*EXERCISE TEXT*:
The early part of the book beautifully captures the beach culture in which the Wilsons’ and band members grew up. Crowley delves into California surf culture, and spends a good deal of time on the evolution of surf music as typified by Dick Dale’s guitar heroics (of Lebanese descent, Dale pioneered integrating the Arabic music scales and tremolo-picking style with the electric guitar and a lot of reverb, and preceded Jimi Hendrix with the use of the Fender Stratocaster’s whammy bar).
Until the Beach Boys came along, surf music was guitar-based dance music with a hard edge – and although the Beach Boys scored a local and quasi-national hit with “Surfin’”, (it topped at #74), they could hardly play their instruments – leading die-hard Surf fans to consider the Beach Boys to be lame-ass imitators and wannabes. But after a series of hits including “Surfin’ Safari”, “Surfin’ USA”, and “Surfer Girl” they had transformed the genre from guitar-based instrumentals, to a vocal-oriented pop formula as infectious today as it was in the early 60s.
The book was proving to be an excellent supplement to everything I knew about the Beach Boy, and here are a few fun facts I picked up:
* When their first single, “Surfin’,” was released in 1961, Carl was 14 years old.

*THE DATA*:
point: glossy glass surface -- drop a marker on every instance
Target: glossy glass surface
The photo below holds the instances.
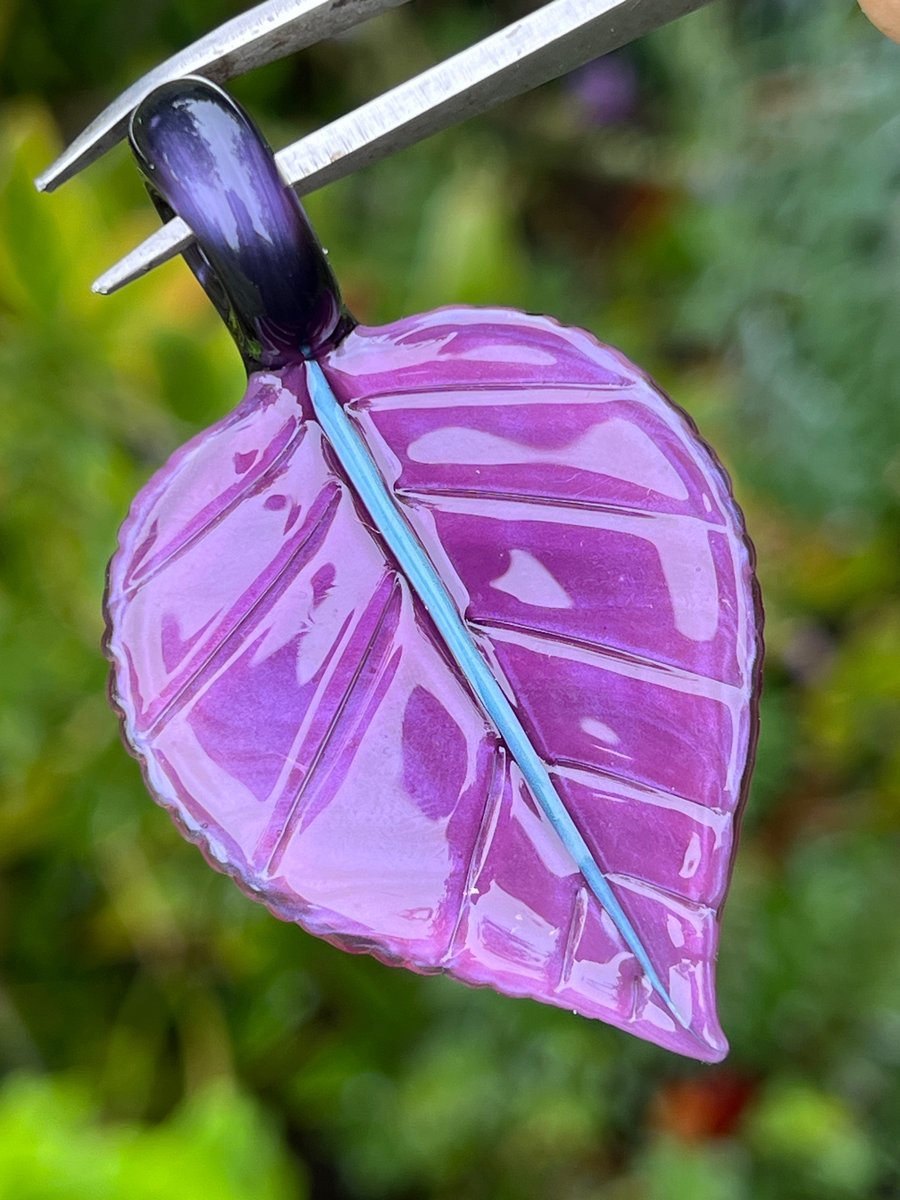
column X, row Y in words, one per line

*PARTS OF THE EXERCISE*:
(1) In the text about the Beach Boys, please copy the part that opens with the words containing "Until the Beach" and closes with "the early 60s.".
(2) According to the text about the Beach Boys, what led die-hard surf fans to see the band as imitators and wannabes?

*TASK-BY-TASK SOLUTIONS*:
(1)
Until the Beach Boys came along, surf music was guitar-based dance music with a hard edge – and although the Beach Boys scored a local and quasi-national hit with “Surfin’”, (it topped at #74), they could hardly play their instruments – leading die-hard Surf fans to consider the Beach Boys to be lame-ass imitators and wannabes. But after a series of hits including “Surfin’ Safari”, “Surfin’ USA”, and “Surfer Girl” they had transformed the genre from guitar-based instrumentals, to a vocal-oriented pop formula as infectious today as it was in the early 60s.

(2) Surf music at the time was guitar-based dance music with a hard edge, and the Beach Boys could hardly play their instruments. That led die-hard surf fans to consider them imitators and wannabes.